[BEGIN Records supplied]
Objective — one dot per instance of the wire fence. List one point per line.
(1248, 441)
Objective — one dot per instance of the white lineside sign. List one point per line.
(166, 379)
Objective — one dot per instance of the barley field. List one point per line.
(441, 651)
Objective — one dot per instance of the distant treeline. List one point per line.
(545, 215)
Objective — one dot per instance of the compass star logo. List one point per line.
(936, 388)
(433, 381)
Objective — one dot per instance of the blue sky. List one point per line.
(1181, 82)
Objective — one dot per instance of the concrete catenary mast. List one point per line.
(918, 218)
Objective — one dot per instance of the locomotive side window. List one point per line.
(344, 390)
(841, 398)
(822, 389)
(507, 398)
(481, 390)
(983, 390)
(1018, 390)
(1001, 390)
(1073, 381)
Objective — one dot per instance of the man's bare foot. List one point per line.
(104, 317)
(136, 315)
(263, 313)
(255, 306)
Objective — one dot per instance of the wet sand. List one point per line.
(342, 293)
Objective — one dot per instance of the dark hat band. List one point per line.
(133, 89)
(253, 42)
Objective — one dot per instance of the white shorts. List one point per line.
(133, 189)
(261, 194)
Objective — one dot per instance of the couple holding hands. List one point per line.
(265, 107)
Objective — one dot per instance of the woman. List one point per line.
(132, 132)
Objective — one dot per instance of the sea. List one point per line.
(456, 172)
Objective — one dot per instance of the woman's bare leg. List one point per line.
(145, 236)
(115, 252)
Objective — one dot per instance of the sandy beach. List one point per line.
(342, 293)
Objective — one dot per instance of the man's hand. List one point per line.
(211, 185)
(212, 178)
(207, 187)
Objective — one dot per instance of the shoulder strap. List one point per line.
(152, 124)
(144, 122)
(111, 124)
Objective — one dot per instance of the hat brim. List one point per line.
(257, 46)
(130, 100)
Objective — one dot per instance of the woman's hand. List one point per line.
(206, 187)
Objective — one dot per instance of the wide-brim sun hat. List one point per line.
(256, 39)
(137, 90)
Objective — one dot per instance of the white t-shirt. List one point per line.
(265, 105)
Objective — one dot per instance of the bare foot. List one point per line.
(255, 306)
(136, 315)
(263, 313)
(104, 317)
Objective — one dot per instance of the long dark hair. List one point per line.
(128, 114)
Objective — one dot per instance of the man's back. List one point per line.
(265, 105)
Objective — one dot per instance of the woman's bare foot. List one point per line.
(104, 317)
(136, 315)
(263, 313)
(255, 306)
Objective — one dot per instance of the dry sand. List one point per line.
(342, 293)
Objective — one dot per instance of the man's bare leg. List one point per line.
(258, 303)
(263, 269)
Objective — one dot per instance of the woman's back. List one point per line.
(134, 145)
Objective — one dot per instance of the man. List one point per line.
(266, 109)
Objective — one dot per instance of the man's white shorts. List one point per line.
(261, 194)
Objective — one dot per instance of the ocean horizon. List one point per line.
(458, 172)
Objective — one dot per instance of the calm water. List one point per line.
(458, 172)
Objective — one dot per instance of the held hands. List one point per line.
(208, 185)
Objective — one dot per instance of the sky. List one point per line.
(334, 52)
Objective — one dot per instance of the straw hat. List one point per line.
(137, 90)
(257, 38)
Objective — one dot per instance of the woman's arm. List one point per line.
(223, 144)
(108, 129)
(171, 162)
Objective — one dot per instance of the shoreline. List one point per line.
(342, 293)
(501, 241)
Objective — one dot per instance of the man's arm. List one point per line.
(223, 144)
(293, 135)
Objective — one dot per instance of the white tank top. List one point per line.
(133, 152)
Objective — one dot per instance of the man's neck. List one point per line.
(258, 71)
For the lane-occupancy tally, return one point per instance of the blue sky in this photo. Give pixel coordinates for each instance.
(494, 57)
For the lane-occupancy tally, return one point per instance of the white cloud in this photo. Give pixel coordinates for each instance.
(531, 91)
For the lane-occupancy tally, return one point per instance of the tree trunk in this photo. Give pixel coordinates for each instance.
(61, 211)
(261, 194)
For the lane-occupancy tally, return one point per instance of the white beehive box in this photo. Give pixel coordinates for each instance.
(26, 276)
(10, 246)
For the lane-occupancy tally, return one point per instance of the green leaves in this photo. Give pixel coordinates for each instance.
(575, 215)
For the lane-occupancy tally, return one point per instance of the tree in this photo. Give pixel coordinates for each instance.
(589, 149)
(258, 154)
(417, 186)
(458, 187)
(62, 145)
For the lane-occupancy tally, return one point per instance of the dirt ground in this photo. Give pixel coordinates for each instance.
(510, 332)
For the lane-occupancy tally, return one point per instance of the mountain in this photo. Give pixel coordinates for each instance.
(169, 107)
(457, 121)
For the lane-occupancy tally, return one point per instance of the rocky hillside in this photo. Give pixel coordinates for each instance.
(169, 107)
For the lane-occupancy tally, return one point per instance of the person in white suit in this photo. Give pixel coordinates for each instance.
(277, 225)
[END Records supplied]
Lay out the entries above as a JSON list of strings, one string for each line, leaving out blank lines.

[
  "Objective — one dot per instance of the wire fence. List one point per line.",
  "(1248, 441)",
  "Objective — one dot per instance of the white lineside sign. List one point per line.",
  "(166, 379)",
  "Objective — one dot per instance of the barley field. List one point per line.",
  "(441, 651)",
  "Objective — one dot per instance of the distant treeline. List one point per line.",
  "(545, 215)",
  "Objective — one dot per instance of the compass star logo. List one point per line.",
  "(936, 388)",
  "(433, 381)",
  "Objective — one dot per instance of the blue sky. List one point per line.",
  "(1181, 82)",
  "Objective — one dot per instance of the concrete catenary mast. List one point per line.",
  "(918, 218)",
  "Objective — one dot per instance of the locomotive side window. List one point per line.",
  "(344, 390)",
  "(841, 398)",
  "(822, 389)",
  "(507, 398)",
  "(481, 390)",
  "(983, 390)",
  "(1018, 390)",
  "(1001, 390)",
  "(1073, 381)",
  "Objective — one dot per instance of the man's bare foot. List one point per line.",
  "(104, 317)",
  "(136, 315)",
  "(263, 313)",
  "(255, 306)",
  "Objective — one dot per instance of the wet sand. List one point per line.",
  "(342, 293)",
  "Objective — one dot per instance of the dark hat band. List one point per line.",
  "(133, 89)",
  "(253, 42)",
  "Objective — one dot per instance of the white shorts. List one point per line.",
  "(133, 189)",
  "(261, 194)",
  "Objective — one dot per instance of the couple holding hands. List one point per line.",
  "(265, 107)",
  "Objective — one dot per instance of the woman. List one point per line.",
  "(132, 132)",
  "Objective — one dot per instance of the sea. List one point per line.",
  "(456, 172)",
  "Objective — one dot per instance of the woman's bare leg. List one point per line.",
  "(145, 236)",
  "(115, 252)",
  "Objective — one dot per instance of the sandy beach. List one point per line.",
  "(342, 293)",
  "Objective — one dot per instance of the man's hand. List one point per line.",
  "(211, 185)",
  "(212, 178)",
  "(207, 187)",
  "Objective — one dot per instance of the shoulder strap. List one point per line.",
  "(152, 124)",
  "(144, 122)",
  "(111, 124)",
  "Objective — one dot per instance of the hat brim. List one point per line.",
  "(257, 46)",
  "(130, 100)",
  "Objective — one dot per instance of the woman's hand. List one point per line.",
  "(206, 187)",
  "Objective — one dot per instance of the wide-brim sun hat. List one point per line.",
  "(256, 39)",
  "(137, 90)",
  "Objective — one dot per instance of the white t-shirt. List one point per line.",
  "(265, 105)",
  "Objective — one dot per instance of the bare foot. List one point per line.",
  "(255, 306)",
  "(136, 315)",
  "(263, 313)",
  "(104, 317)",
  "Objective — one dot per instance of the long dark hair. List one point per line.",
  "(128, 114)",
  "Objective — one dot per instance of the man's back. List one point per line.",
  "(265, 105)",
  "Objective — one dot per instance of the woman's bare foot. List one point per line.",
  "(104, 317)",
  "(136, 315)",
  "(263, 313)",
  "(255, 306)",
  "Objective — one dot per instance of the dry sand. List one point per line.",
  "(342, 293)",
  "Objective — one dot per instance of the man's bare leg. List one point per line.",
  "(258, 303)",
  "(263, 269)",
  "Objective — one dot per instance of the woman's back. List one point per line.",
  "(134, 145)",
  "Objective — one dot per instance of the man. List one point per line.",
  "(266, 109)",
  "Objective — one dot per instance of the man's white shorts. List one point per line.",
  "(261, 194)",
  "Objective — one dot per instance of the ocean horizon. List one point per line.",
  "(458, 172)",
  "Objective — one dot per instance of the calm water. List one point per line.",
  "(458, 172)",
  "Objective — one dot per instance of the held hands. List one point per line.",
  "(208, 185)",
  "Objective — one dot per instance of the sky. List one point per line.",
  "(334, 52)",
  "Objective — one dot per instance of the straw hat. List one point per line.",
  "(137, 90)",
  "(257, 38)",
  "Objective — one dot per instance of the woman's arm. List one point per line.",
  "(223, 144)",
  "(108, 129)",
  "(171, 162)",
  "Objective — one dot per instance of the shoreline. List one point per line.",
  "(342, 293)",
  "(501, 241)",
  "Objective — one dot per instance of the man's arm. List one point per line.",
  "(223, 144)",
  "(293, 135)",
  "Objective — one dot per instance of the white tank top. List one point per line.",
  "(133, 152)",
  "Objective — one dot per instance of the man's neck. List one point per line.",
  "(258, 71)",
  "For the lane-occupancy tally, return one point per instance of the blue sky in this photo. Give pixel coordinates for each instance.",
  "(494, 57)",
  "For the lane-occupancy tally, return one point per instance of the white cloud in this photo. Give pixel coordinates for each instance.",
  "(531, 91)",
  "For the lane-occupancy tally, return one point per instance of the tree trunk in this photo. Give pixel coordinates for each instance.",
  "(61, 211)",
  "(261, 194)",
  "For the lane-occupancy tally, return one point per instance of the white beehive box in this photo. Give pixel coordinates for each instance.",
  "(26, 276)",
  "(10, 246)",
  "For the lane-occupancy tally, return one point per instance of the green leaves in this photo. Give pixel coordinates for each instance.",
  "(575, 215)",
  "For the lane-occupancy tally, return one point per instance of the tree in this photo. Give pixel coordinates for each instance.",
  "(589, 149)",
  "(258, 154)",
  "(417, 186)",
  "(458, 187)",
  "(62, 145)",
  "For the lane-occupancy tally, return one point per instance of the dirt ground in this photo. Give pixel coordinates for each instance.",
  "(510, 332)",
  "For the lane-occupancy tally, return one point per instance of the mountain in this photo. Give pixel coordinates for each instance.",
  "(169, 107)",
  "(457, 121)",
  "For the lane-occupancy tally, return one point per instance of the rocky hillside in this photo. Give pixel coordinates for each instance.",
  "(169, 107)",
  "For the lane-occupancy tally, return one point per instance of the person in white suit in this photo. Give pixel coordinates for each instance.",
  "(277, 225)"
]